**Document excerpt:**
▽

# sighting question



## hamsterhats (Aug 20, 2008)

With trapezoid sights, are you to focus on the front sight while targeting? the reason i ask is that the sights turn fuzzy, i just see a blur, will paint help this?


----------



## Scratchshooter40 (Jun 17, 2008)

*Sure Sight's opinion . . .*

From the Sure Sight website:
2. The larger and brighter the front sight, the greater the chances of it being seen, even with your eyes intently and involuntarily focused on a distant threat.

3. Since the front sight is far more critical to both pinpoint accuracy and speed than the rear sight, the front sight (or target) is where your focus needs to be, not blocked by the ordinarily larger conventional rear sights.

Years ago, and I mean quite a few I had an ASP which was a highly modified Model 39 S&W. It was the child of Paris Theodore and purportedly the CIA weapon of choice, using three converging sides of a channel to provide a sight picture. It was an excellent weapon and I wish I had never sold it. I imagine it would be worth something now. I opted for the Browning HiPower in its place as I needed more capacity and it fit me better. Sight system was still awesome.


----------



## hamsterhats (Aug 20, 2008)

thank you very much, think i'm doing what i should be doing. i will check out suresight.


----------

△

(Stored items)
▽

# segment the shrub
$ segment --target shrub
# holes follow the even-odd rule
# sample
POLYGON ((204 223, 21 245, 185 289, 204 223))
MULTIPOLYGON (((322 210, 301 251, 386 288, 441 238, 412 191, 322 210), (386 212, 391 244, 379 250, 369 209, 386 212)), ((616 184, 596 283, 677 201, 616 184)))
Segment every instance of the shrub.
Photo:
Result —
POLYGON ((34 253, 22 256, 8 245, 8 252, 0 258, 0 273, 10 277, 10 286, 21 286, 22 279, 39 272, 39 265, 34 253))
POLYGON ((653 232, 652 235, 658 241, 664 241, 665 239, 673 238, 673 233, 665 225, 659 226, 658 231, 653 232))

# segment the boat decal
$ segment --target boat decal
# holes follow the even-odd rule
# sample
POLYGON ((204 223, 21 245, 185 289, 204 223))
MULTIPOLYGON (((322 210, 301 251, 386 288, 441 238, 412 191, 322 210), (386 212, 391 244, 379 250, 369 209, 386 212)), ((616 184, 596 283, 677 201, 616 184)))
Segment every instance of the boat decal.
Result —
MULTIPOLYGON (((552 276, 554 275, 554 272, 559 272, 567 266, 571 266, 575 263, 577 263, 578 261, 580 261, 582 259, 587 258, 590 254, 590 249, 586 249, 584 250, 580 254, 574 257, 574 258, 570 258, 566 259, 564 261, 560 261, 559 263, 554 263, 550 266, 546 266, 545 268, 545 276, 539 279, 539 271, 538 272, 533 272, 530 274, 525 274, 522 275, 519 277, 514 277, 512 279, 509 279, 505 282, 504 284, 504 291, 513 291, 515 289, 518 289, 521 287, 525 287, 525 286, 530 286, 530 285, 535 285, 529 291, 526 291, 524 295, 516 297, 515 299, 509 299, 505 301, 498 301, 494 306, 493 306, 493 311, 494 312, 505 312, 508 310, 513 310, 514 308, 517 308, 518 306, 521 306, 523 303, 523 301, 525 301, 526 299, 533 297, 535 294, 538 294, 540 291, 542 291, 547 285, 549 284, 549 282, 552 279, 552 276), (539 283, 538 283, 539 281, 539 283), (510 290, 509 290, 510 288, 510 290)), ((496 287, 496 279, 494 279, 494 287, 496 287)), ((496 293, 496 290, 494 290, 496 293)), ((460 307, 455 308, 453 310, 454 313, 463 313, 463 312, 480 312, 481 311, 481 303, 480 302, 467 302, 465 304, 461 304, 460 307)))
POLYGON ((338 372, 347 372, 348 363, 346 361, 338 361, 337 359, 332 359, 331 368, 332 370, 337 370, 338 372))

△
▽

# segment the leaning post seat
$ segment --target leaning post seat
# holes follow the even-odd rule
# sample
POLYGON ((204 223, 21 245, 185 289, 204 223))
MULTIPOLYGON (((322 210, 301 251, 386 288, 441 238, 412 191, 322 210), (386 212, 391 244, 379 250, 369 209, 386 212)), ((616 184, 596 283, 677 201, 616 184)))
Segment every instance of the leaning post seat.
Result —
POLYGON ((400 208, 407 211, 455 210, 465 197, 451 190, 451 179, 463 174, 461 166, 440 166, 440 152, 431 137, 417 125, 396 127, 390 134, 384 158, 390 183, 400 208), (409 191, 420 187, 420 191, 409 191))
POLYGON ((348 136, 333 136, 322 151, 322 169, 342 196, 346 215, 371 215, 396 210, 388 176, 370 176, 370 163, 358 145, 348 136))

△

Quote the passage from the thread on sighting that begins with the words "## Scratchshooter40 (Jun" and ends with "a distant threat.".

## Scratchshooter40 (Jun 17, 2008)

*Sure Sight's opinion . . .*

From the Sure Sight website:
2. The larger and brighter the front sight, the greater the chances of it being seen, even with your eyes intently and involuntarily focused on a distant threat.